He managed all of this because, suddenly, when he needed it most, Cleary had forgotten how to pitch the baseball. The skill that brought him there, to the highest level and the biggest stage, deserted him. He walked three batters and gave up five base hits, allowing the Red Sox to run up seven runs while he was on the mound. Bluege was so disgusted by the display that he broke all usual protocol and called Cleary ashore merely by signaling from the bench. In baseball, the coach is expected to walk onto the field, offer some encouragement to his player and then take the ball from him after patting him on the back.

"Someone threw me the ball and I'm standing on the mound rubbing it up," said Cleary, years later. "I look over at the dugout and I see Bluege waving at me. He's got one leg on the step of the dugout and he's waving at me to come out. I thought, he's got to be kidding. What the hell can he be thinking? No manager takes his pitcher out that way. You go to the mound. You don't embarrass him. So I stood there rubbing the ball and waiting. [First baseman] Joe Kuhel came over and he said he never saw anything like that and he'd been around a long time. He called it bush league. I told Kuhel, 'I'm not leaving.' Finally, the umpire came over and said, 'Son, I think you better go,' so I left."

With one-legged Bert Shepherd taking his place, Cleary left in a temper, going after Bluege in the dug-out where team-mates had to step in to prevent them from hitting each other. The next morning, he was unceremoniously dropped from the majors back to the minors. He continued to make a living from the game, knocking around AA and AAA ball from Florida to Alabama but he never made it back to the show again. That one outing was to be the beginning, the middle and the end of the dream. Eventually, he took a job on Wall Street before buying a bar on the West Side of New York city where customers continually ribbed him about his brief stint in the majors.

"You know, in the neighborhood bars they kid me," Cleary told author Brent Kelley in "The Pastime is Turbulence". "I take an awful needlin' about that, that one appearance. The main thing I get kidded about is the earned run average; it's the highest in major league history, you know. But I always say to them, 'I was there.'"

That he'd made it there at all was kind of remarkable. Before sailing to New York, he had played only hurling, Gaelic football and soccer back in Cork. When an aunt gifted him baseball equipment and an uncle began taking him to watch the New York Yankees, his imagination was fired. Pretty soon, he became known around the city for his pitching prowess and obvious big league potential. Possessed of a wicked curve ball and blessed with the ability to throw different speeds, he was known too for throwing inside, at a time when brushing batters back off the plate was an accepted part of the game.

§ RECORDED INFORMATION:
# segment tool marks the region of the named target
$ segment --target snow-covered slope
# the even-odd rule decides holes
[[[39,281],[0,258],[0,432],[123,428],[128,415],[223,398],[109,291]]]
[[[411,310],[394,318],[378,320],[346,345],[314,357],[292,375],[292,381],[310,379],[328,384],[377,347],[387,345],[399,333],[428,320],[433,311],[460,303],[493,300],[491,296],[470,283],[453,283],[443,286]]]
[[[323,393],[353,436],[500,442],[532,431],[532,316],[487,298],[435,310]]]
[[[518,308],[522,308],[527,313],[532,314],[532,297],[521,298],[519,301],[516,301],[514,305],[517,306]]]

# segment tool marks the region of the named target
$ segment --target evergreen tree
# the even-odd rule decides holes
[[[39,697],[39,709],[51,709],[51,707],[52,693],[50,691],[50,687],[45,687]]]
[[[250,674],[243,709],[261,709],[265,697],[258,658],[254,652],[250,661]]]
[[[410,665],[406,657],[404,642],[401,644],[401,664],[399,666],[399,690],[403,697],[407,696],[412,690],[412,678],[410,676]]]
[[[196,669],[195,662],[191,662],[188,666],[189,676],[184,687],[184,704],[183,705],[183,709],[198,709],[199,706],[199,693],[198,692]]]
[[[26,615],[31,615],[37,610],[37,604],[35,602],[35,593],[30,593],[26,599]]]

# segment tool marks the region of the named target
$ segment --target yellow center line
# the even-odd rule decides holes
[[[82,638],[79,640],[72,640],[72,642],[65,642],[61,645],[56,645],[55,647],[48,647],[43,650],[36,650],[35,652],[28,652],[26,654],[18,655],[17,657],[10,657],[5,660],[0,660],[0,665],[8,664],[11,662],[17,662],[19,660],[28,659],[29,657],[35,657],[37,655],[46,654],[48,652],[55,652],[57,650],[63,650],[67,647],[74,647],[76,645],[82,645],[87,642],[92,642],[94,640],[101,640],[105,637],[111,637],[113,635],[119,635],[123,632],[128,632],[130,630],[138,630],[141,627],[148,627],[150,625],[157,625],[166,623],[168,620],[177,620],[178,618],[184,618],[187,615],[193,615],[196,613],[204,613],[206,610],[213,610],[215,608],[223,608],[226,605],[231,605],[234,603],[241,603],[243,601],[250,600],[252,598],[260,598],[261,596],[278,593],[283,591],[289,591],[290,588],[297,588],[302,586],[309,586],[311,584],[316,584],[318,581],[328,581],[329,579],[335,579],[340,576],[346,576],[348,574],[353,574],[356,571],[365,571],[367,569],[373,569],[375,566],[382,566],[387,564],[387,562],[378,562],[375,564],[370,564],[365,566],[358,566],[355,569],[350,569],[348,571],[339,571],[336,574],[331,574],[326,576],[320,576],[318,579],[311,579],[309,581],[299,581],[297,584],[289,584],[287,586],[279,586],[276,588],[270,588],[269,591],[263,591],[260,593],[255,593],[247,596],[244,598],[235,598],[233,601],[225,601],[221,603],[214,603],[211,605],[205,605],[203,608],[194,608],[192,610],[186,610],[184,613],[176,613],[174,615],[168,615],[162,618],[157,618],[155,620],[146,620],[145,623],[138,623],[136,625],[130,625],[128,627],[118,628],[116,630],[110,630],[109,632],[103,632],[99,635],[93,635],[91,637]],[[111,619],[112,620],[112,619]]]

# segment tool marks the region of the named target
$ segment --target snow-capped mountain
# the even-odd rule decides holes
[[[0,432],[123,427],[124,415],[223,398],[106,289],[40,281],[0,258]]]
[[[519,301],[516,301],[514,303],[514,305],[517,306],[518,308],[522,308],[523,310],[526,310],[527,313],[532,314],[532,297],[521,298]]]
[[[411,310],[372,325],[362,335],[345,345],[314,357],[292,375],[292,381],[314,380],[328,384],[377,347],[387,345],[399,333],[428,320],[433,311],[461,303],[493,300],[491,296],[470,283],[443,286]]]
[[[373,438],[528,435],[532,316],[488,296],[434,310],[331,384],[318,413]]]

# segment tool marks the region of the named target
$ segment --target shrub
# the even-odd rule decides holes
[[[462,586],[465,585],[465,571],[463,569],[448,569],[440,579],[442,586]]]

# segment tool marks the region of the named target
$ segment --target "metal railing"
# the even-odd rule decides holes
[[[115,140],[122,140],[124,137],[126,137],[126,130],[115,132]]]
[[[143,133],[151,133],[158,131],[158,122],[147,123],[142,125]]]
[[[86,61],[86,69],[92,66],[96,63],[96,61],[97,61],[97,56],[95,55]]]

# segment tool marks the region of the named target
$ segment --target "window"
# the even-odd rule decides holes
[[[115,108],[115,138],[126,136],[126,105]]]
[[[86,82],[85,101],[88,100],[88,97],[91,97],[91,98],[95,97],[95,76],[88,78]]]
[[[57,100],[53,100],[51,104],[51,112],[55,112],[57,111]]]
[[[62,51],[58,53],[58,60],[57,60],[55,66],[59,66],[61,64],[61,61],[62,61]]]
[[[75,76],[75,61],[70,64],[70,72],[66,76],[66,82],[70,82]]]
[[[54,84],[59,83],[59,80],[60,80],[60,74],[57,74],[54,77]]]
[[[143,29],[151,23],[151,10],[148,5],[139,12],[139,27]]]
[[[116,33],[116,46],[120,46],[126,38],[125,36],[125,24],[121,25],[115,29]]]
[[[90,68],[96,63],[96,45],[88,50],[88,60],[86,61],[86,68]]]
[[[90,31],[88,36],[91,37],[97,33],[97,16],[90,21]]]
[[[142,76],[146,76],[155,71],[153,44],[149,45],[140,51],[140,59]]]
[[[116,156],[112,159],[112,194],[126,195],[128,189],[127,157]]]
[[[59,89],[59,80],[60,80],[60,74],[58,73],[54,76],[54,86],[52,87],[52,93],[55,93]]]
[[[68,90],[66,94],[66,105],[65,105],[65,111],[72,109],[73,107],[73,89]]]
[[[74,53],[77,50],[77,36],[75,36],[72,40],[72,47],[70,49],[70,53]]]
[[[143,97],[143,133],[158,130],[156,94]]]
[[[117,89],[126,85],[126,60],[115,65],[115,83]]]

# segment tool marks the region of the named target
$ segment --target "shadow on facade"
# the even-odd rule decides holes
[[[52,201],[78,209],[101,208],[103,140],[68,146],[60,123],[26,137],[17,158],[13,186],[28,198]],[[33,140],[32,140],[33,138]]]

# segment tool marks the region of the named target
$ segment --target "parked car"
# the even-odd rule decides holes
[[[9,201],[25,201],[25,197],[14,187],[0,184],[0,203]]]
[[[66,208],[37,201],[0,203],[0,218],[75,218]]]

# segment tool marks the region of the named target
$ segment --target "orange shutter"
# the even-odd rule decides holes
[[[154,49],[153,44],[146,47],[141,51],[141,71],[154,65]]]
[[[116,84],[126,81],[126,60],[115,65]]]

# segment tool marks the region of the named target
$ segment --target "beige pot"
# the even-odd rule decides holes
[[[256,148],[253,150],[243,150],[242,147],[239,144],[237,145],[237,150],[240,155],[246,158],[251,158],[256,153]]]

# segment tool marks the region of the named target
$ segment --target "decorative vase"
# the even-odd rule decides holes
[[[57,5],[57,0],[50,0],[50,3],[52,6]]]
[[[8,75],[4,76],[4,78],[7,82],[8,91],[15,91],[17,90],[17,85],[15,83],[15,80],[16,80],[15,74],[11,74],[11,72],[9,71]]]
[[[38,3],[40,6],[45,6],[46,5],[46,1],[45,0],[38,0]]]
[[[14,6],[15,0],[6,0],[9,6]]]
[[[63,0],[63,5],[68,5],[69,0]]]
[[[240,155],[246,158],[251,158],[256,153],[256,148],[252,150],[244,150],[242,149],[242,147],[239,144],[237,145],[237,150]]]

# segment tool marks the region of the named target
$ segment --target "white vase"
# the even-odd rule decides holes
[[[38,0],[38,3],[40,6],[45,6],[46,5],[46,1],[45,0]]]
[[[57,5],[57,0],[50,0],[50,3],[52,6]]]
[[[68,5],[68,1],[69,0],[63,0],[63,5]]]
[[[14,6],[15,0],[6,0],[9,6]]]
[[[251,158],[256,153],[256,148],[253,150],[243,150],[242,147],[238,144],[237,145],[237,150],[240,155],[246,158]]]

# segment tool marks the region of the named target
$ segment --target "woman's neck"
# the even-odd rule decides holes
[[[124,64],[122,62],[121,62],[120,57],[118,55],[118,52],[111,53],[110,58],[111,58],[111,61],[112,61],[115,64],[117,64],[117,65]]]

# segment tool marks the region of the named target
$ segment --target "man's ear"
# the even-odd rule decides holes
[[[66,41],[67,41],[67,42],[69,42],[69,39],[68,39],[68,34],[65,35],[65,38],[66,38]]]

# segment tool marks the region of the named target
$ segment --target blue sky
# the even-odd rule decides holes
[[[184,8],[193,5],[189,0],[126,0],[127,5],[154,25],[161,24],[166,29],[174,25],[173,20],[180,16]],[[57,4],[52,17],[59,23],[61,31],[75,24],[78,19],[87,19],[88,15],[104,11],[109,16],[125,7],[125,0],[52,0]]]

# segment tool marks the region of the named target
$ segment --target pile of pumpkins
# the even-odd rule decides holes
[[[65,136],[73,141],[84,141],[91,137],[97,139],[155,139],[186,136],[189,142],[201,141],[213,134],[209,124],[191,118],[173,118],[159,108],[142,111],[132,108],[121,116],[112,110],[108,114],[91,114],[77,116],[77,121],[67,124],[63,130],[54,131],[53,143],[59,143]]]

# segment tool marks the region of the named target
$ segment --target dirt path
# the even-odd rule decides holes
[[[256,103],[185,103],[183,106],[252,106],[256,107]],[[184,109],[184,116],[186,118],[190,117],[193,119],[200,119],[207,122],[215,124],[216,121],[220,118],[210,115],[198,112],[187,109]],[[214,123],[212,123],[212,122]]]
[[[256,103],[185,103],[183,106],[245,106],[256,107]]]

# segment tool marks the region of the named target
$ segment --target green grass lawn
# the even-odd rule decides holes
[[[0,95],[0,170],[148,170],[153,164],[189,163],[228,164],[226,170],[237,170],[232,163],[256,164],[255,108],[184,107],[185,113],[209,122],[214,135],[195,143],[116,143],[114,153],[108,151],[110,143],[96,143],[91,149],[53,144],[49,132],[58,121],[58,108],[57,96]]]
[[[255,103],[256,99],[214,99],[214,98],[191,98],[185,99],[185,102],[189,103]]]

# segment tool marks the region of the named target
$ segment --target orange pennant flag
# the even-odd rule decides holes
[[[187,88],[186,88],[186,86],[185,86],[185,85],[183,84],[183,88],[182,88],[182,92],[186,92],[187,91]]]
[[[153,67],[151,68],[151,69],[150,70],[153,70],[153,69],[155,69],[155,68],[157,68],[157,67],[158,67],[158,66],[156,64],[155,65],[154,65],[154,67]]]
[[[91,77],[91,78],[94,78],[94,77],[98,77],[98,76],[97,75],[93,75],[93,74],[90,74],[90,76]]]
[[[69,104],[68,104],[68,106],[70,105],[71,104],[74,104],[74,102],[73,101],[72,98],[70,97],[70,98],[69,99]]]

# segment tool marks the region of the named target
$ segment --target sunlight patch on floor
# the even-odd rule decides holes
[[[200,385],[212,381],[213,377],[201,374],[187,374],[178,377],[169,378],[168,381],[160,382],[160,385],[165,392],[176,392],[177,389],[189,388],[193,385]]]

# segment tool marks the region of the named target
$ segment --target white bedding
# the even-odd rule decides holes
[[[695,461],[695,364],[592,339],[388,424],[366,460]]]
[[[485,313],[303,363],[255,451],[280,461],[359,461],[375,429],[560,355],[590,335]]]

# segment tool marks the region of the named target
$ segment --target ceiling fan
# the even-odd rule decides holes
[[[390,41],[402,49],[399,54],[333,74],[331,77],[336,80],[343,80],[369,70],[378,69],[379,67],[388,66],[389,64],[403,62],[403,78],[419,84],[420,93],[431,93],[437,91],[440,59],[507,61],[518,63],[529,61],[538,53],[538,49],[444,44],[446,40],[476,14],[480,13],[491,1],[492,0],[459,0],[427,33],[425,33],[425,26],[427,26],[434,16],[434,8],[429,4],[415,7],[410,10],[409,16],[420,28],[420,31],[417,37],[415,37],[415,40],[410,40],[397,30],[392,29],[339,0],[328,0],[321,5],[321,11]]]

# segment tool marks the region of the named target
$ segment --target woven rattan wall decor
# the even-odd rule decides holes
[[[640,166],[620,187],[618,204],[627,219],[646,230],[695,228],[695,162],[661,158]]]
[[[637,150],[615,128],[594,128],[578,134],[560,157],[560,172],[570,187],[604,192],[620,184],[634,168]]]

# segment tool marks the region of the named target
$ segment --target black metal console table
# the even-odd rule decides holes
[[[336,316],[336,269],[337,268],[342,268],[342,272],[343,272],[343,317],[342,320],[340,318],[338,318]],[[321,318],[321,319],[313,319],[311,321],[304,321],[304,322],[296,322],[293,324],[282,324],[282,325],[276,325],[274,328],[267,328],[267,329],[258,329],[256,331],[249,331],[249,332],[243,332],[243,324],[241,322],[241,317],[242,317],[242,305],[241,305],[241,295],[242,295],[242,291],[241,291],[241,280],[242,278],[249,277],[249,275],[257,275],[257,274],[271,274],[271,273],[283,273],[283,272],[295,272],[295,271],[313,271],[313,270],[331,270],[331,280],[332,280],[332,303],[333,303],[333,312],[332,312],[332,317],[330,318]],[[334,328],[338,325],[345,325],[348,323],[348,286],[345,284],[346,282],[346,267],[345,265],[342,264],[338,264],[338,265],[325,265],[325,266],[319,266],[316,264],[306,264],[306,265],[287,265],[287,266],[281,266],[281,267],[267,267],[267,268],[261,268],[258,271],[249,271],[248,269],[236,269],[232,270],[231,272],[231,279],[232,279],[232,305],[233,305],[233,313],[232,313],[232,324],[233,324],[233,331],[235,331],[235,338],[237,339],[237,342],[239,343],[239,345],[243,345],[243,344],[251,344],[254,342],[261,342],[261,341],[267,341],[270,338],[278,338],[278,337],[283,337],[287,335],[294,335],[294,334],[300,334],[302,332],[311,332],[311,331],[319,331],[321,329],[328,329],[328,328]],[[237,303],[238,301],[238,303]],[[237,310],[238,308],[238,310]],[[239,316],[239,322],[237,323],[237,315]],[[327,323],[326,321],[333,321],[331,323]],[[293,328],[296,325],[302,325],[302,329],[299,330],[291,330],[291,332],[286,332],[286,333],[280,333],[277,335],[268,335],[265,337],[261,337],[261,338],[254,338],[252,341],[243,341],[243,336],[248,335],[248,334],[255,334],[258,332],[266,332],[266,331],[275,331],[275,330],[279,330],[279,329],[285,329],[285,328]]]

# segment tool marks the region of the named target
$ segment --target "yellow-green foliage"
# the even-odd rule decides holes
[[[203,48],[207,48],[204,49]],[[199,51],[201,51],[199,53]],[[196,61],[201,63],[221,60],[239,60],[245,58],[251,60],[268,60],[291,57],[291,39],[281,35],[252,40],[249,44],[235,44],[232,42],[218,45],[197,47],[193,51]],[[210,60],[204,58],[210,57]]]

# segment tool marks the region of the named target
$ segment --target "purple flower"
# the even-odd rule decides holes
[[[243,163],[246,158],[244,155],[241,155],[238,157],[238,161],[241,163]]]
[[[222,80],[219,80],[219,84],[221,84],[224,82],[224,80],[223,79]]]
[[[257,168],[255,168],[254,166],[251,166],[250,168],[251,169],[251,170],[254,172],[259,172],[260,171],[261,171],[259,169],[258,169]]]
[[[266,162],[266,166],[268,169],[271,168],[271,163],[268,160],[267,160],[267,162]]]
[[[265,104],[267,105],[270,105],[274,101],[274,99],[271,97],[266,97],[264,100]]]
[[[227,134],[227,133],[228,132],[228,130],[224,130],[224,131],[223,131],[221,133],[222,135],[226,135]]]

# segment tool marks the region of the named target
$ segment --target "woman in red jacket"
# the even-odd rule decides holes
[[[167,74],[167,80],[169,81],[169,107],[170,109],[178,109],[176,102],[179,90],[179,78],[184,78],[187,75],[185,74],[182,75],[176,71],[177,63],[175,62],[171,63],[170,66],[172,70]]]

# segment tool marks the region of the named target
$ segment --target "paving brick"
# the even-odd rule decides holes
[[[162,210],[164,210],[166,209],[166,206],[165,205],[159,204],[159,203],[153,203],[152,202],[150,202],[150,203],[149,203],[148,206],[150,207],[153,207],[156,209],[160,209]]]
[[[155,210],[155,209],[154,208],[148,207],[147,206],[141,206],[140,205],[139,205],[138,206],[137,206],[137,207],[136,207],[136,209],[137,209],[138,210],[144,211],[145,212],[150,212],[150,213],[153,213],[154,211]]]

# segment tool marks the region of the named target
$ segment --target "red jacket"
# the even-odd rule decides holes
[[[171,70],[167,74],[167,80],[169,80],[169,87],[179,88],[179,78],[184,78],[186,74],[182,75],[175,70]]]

§ WHAT THIS TASK INVOLVES:
Quote the passage about the baseball pitcher from "With one-legged Bert" up to and including "in the majors.".

§ ANSWER FOR THE TASK:
With one-legged Bert Shepherd taking his place, Cleary left in a temper, going after Bluege in the dug-out where team-mates had to step in to prevent them from hitting each other. The next morning, he was unceremoniously dropped from the majors back to the minors. He continued to make a living from the game, knocking around AA and AAA ball from Florida to Alabama but he never made it back to the show again. That one outing was to be the beginning, the middle and the end of the dream. Eventually, he took a job on Wall Street before buying a bar on the West Side of New York city where customers continually ribbed him about his brief stint in the majors.